Member of the Portland City Council
- In office 1853–1854
- Preceded by: Thomas Pritchard
- Succeeded by: Shubrick Norris

Treasurer for the Provisional Government of Oregon
- In office March 4, 1846 – October 15, 1847
- Preceded by: Francis Ermatinger
- Succeeded by: William K. Kilbourne
- Constituency: Oregon Country

Personal details
- Born: February 28, 1811 Newburyport, Massachusetts, U.S.
- Died: January 19, 1870 (aged 58) Portland, Oregon, U.S.
- Occupation: Sailor, ship captain, politician

= John H. Couch =

19th-century sea captain in the Oregon Country

John Heard Couch (/kuːtʃ/ KOO-CH; February 28, 1811 - January 19, 1870) was an American sea captain and pioneer in the Oregon Country in the 19th century. Often referred to as Captain Couch, he became known for his singular skill in navigating the Columbia Bar. He was a founder of Portland, Oregon.

==Biography==

Couch was born in Newburyport, Massachusetts. As a boy, he yearned to be a sailor and duly enlisted on a voyage to the East Indies on the brig Mars. The Mars was owned by the uncle of Capt. George H. Flanders, with whom he would later go into business. This first voyage led to others, and eventually to his receiving a command of the Maryland in 1840 from John Newmarch Cushing, the father of diplomat Caleb Cushing. His first voyage in the Maryland was from Newburyport to the Columbia River, where he intended to exchange various goods for a cargo of salmon. The mouth of the Columbia was then considered one of the most hazardous places for navigation on earth, due to a large sand bar. His attempt at trading was rebuffed by the Hudson's Bay Company, which controlled commerce in the Oregon Country. The Maryland was subsequently sent to the Hawaiian Islands, where it was sold. Couch returned to Massachusetts by finding passage on another vessel.

> _SUPPLIED RECORDS_:
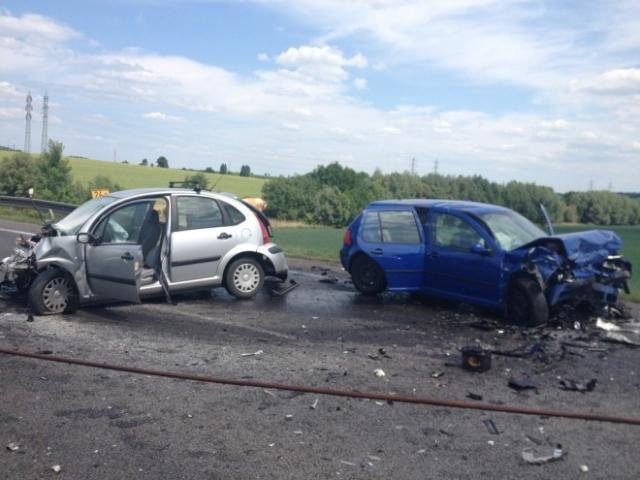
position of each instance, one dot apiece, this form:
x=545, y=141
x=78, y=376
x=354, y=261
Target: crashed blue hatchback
x=482, y=254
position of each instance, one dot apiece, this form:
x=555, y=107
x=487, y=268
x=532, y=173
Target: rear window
x=390, y=227
x=455, y=233
x=198, y=212
x=234, y=216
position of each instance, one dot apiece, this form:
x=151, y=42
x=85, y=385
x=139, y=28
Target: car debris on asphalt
x=13, y=447
x=520, y=384
x=530, y=457
x=252, y=354
x=476, y=359
x=491, y=426
x=572, y=385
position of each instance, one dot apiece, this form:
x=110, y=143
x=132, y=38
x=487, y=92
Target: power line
x=45, y=123
x=27, y=129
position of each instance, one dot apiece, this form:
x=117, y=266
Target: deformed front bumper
x=274, y=254
x=598, y=285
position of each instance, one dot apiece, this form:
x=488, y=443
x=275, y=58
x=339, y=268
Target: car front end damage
x=31, y=256
x=583, y=268
x=18, y=270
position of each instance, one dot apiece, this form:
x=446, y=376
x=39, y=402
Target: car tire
x=244, y=278
x=52, y=292
x=526, y=303
x=367, y=276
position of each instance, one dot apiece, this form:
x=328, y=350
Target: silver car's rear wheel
x=245, y=277
x=53, y=292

> _WHAT YOU WILL DO_: Please reproduce the whole text about John H. Couch, word for word.

> _RESPONSE TO THIS TASK_:
Member of the Portland City Council
- In office 1853–1854
- Preceded by: Thomas Pritchard
- Succeeded by: Shubrick Norris

Treasurer for the Provisional Government of Oregon
- In office March 4, 1846 – October 15, 1847
- Preceded by: Francis Ermatinger
- Succeeded by: William K. Kilbourne
- Constituency: Oregon Country

Personal details
- Born: February 28, 1811 Newburyport, Massachusetts, U.S.
- Died: January 19, 1870 (aged 58) Portland, Oregon, U.S.
- Occupation: Sailor, ship captain, politician

= John H. Couch =

19th-century sea captain in the Oregon Country

John Heard Couch (/kuːtʃ/ KOO-CH; February 28, 1811 - January 19, 1870) was an American sea captain and pioneer in the Oregon Country in the 19th century. Often referred to as Captain Couch, he became known for his singular skill in navigating the Columbia Bar. He was a founder of Portland, Oregon.

==Biography==

Couch was born in Newburyport, Massachusetts. As a boy, he yearned to be a sailor and duly enlisted on a voyage to the East Indies on the brig Mars. The Mars was owned by the uncle of Capt. George H. Flanders, with whom he would later go into business. This first voyage led to others, and eventually to his receiving a command of the Maryland in 1840 from John Newmarch Cushing, the father of diplomat Caleb Cushing. His first voyage in the Maryland was from Newburyport to the Columbia River, where he intended to exchange various goods for a cargo of salmon. The mouth of the Columbia was then considered one of the most hazardous places for navigation on earth, due to a large sand bar. His attempt at trading was rebuffed by the Hudson's Bay Company, which controlled commerce in the Oregon Country. The Maryland was subsequently sent to the Hawaiian Islands, where it was sold. Couch returned to Massachusetts by finding passage on another vessel.